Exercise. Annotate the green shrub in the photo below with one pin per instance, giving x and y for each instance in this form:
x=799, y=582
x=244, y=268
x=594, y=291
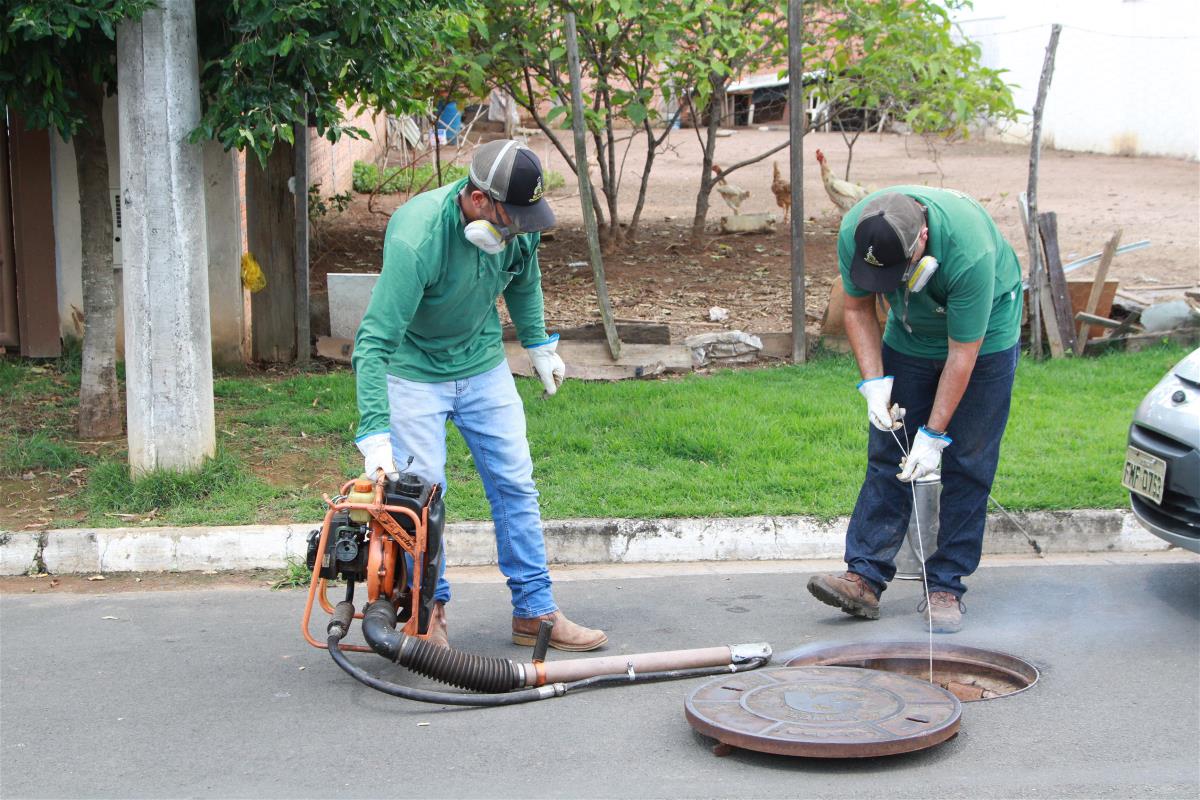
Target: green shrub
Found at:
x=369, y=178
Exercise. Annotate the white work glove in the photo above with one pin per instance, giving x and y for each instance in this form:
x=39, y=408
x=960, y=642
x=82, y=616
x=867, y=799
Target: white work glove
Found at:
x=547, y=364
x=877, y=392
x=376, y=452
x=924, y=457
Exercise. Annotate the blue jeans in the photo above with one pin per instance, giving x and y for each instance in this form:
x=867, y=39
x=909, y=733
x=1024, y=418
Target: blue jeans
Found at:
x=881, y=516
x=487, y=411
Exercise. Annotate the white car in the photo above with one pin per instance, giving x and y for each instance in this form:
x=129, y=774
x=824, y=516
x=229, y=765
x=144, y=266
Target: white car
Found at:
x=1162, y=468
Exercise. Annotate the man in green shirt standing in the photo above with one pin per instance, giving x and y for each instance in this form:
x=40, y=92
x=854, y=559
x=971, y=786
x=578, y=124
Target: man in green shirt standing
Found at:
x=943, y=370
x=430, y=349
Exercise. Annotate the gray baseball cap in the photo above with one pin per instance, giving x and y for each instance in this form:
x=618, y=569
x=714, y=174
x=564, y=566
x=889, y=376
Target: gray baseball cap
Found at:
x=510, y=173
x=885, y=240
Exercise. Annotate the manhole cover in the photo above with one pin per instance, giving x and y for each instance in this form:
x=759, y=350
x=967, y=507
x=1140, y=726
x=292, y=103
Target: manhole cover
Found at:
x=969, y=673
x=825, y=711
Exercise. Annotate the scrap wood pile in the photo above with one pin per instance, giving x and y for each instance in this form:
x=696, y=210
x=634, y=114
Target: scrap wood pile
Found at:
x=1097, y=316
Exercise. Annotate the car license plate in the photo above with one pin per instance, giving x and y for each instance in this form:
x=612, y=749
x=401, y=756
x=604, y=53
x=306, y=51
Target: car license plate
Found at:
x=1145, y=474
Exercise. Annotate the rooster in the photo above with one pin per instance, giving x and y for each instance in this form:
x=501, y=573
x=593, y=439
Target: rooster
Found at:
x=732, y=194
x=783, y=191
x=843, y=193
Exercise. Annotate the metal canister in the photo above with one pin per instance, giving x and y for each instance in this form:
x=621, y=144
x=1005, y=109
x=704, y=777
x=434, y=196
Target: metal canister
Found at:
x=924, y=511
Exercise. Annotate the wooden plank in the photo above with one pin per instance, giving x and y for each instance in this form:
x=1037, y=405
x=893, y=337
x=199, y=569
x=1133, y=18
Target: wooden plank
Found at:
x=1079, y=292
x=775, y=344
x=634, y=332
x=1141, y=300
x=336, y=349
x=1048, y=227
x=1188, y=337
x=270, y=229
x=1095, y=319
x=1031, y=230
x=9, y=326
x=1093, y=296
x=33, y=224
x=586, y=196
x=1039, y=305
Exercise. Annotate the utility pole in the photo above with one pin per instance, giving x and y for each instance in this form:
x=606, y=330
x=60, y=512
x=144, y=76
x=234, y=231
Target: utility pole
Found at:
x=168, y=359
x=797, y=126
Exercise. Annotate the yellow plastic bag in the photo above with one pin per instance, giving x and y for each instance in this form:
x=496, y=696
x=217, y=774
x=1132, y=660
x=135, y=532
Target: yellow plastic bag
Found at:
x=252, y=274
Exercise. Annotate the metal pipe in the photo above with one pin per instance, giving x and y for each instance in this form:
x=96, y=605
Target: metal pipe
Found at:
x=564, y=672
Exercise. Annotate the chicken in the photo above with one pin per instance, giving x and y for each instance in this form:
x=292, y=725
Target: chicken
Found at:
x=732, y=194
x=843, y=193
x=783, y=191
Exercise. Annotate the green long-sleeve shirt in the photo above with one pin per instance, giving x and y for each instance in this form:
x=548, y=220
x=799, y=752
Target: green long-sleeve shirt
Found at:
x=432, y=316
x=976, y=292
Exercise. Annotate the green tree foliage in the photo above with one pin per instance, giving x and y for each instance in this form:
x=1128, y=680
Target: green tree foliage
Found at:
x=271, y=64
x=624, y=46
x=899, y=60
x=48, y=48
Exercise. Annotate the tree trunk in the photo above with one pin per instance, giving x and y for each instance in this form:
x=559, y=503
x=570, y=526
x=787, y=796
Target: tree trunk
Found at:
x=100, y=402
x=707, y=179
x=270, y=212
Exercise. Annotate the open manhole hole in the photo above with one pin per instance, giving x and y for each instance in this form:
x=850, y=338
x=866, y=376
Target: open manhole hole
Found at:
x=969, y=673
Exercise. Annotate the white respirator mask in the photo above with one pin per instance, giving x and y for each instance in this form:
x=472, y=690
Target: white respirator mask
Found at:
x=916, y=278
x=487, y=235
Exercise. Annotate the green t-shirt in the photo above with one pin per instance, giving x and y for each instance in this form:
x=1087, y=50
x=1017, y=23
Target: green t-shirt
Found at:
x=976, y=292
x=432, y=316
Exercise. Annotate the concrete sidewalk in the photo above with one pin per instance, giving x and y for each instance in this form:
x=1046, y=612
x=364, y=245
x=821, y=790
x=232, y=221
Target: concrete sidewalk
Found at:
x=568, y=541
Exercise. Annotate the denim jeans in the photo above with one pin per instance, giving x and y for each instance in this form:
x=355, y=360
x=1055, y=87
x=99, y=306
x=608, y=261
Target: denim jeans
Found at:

★ ★ ★ ★ ★

TASK DETAILS
Give the listing above again word for word, without its pictures.

RESULT OF THIS TASK
Exercise. Annotate the green shrub in the photo below with one pin per instance, giving x and y for each instance in this form:
x=799, y=582
x=244, y=268
x=594, y=291
Target: green shrub
Found at:
x=369, y=178
Exercise. Annotate the white work glove in the photo above with one pin per instance, giving x and y for each instance in this form:
x=39, y=408
x=960, y=642
x=82, y=616
x=867, y=799
Target: white work glove
Found at:
x=547, y=364
x=877, y=392
x=376, y=452
x=924, y=457
Exercise. Annotate the blue jeans in the photo above with one pin per instance, giving x and y for each instance in this form:
x=867, y=39
x=909, y=733
x=1024, y=418
Target: blue jeans
Found at:
x=881, y=516
x=487, y=411
Exercise. Annotate the white car in the photo above with one pin per instance, giving x and y for each instance in this form:
x=129, y=774
x=824, y=516
x=229, y=765
x=144, y=266
Target: white car
Found at:
x=1162, y=468
Exercise. Annotate the man in green shirt standing in the photo above with one pin per instance, giving x and y for each instance in this form:
x=40, y=92
x=854, y=559
x=971, y=786
x=578, y=124
Target: man in green shirt standing
Found at:
x=943, y=370
x=430, y=349
Exercise. Annotate the gray baseball cap in the photo above with one pin per instance, giving x and y for each instance in this form:
x=618, y=569
x=714, y=174
x=564, y=566
x=889, y=376
Target: gray baseball cap
Found at:
x=510, y=173
x=885, y=240
Exercise. Annotate the manhole cover in the photo above with one pin per instance, giving x and y for each instance in this form:
x=759, y=350
x=967, y=507
x=1140, y=726
x=292, y=103
Target: manhole cover
Found at:
x=969, y=673
x=825, y=711
Exercise. Annotate the scrap wood pile in the photo above with one pin per instance, giving x and y for each instance in this form:
x=696, y=210
x=634, y=114
Target: scrap wood pile
Found at:
x=1097, y=316
Exercise. Annotate the car license plate in the photo above with one pin per instance, giving x and y for each instance in this form:
x=612, y=749
x=401, y=756
x=604, y=53
x=306, y=51
Target: car license plate
Found at:
x=1145, y=474
Exercise. Annotate the rooster in the photo above with one pin per instance, giving x and y for each instance in this form:
x=501, y=573
x=593, y=439
Target: rooster
Found at:
x=732, y=194
x=783, y=191
x=843, y=193
Exercise. Annotate the metal canister in the photo above with one pin per instance, giving x and y for each instance in this form:
x=621, y=144
x=1005, y=109
x=704, y=777
x=434, y=196
Target: metal canister
Found at:
x=924, y=511
Exercise. Annotate the wooden plank in the photo above with one pin per instance, giving x and y for each instance in this form:
x=1037, y=405
x=893, y=337
x=199, y=569
x=1133, y=18
Target: wooden plank
Found at:
x=1079, y=292
x=775, y=344
x=634, y=332
x=1141, y=300
x=336, y=349
x=1048, y=227
x=1188, y=337
x=270, y=229
x=1095, y=319
x=1031, y=230
x=9, y=326
x=1093, y=296
x=33, y=224
x=586, y=196
x=1039, y=305
Exercise. Annotate the utility pole in the photo above with one pin per instance, giving x and y for each instance in this form:
x=606, y=330
x=60, y=512
x=144, y=76
x=234, y=231
Target: utility pole
Found at:
x=168, y=359
x=797, y=126
Exercise. Annotate the yellow plastic bag in the photo above with one pin per instance, giving x and y for each instance in this form:
x=496, y=696
x=217, y=774
x=1132, y=660
x=135, y=532
Target: yellow plastic bag
Found at:
x=252, y=274
Exercise. Annotate the metal pipe in the photo above with one pin per instance, giving x and y for each instance in this form:
x=96, y=605
Target: metal pipe
Found at:
x=564, y=672
Exercise. Annotate the chicken in the photo above with one pin per instance, giving x and y for each instance in this form:
x=292, y=725
Target: chicken
Found at:
x=732, y=194
x=843, y=193
x=783, y=191
Exercise. Annotate the green long-sleeve shirt in the photo above with one pin per instance, giving x and y for each instance in this form:
x=548, y=220
x=799, y=752
Target: green long-sleeve shirt
Found at:
x=432, y=316
x=976, y=292
Exercise. Annotate the green tree foliage in the photo above with one pin per instance, giving x and y for each instance in this form:
x=1128, y=680
Target: green tree foliage
Found at:
x=271, y=64
x=624, y=46
x=899, y=60
x=48, y=48
Exercise. Annotate the tree trunk in the photo above with one pin per instance, giving x and y for each instance in this form:
x=559, y=503
x=570, y=526
x=787, y=796
Target: tree trunk
Found at:
x=100, y=402
x=707, y=179
x=270, y=212
Exercise. Annotate the open manhole hole in the photo above with one pin per instance, giving x and y for each instance in this form:
x=850, y=338
x=866, y=376
Target: open manhole hole
Found at:
x=969, y=673
Exercise. Annotate the white respirator mask in the photo above with one pin per instance, giving x and y for each instance in this form:
x=472, y=690
Target: white respirator mask
Found at:
x=916, y=278
x=487, y=235
Exercise. Annotate the green t-shirt in the photo above with one pin per instance, giving x and y for each instance in this form:
x=1087, y=50
x=1017, y=23
Target: green t-shirt
Found at:
x=976, y=292
x=432, y=316
Exercise. Annotate the concrete sidewalk in the photo above with one pin per instance, giving x and y for each instance in this form:
x=1046, y=612
x=364, y=245
x=821, y=790
x=232, y=221
Target: concrete sidewalk
Found at:
x=568, y=541
Exercise. Annotate the denim jeans in the photo above with one pin per instance, giving x and y for each instance in this form:
x=355, y=360
x=1055, y=87
x=99, y=306
x=608, y=261
Target: denim jeans
Found at:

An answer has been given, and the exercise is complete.